--- BEGIN ---

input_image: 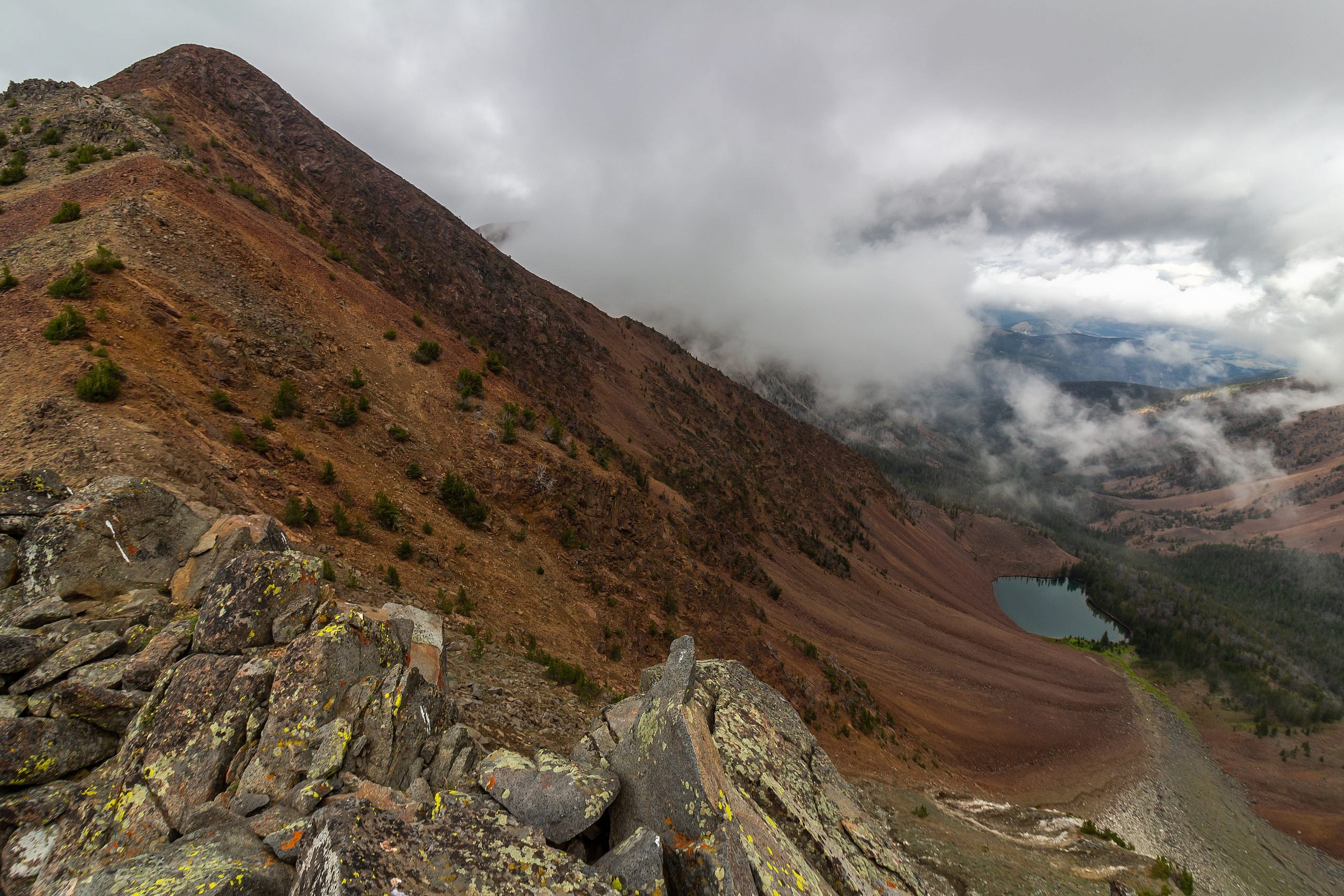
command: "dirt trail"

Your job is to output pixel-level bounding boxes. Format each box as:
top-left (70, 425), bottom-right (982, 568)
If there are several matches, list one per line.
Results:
top-left (1091, 663), bottom-right (1344, 896)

--- END ---

• **Given instruction**: Output the entries above as a two-column CSV with the headers input and output. Each entry gets one row: its text goes in input and its answer in output, each field quoted and with line breaks replaced by spaces, and the pictures are left out.

• **Full solution**:
input,output
"input_image: command: ""dirt trail"" Your job is to output pixel-level bounding boxes. Format each box as: top-left (70, 425), bottom-right (982, 568) If there are several matches, list one per line. Results:","top-left (1091, 663), bottom-right (1344, 896)"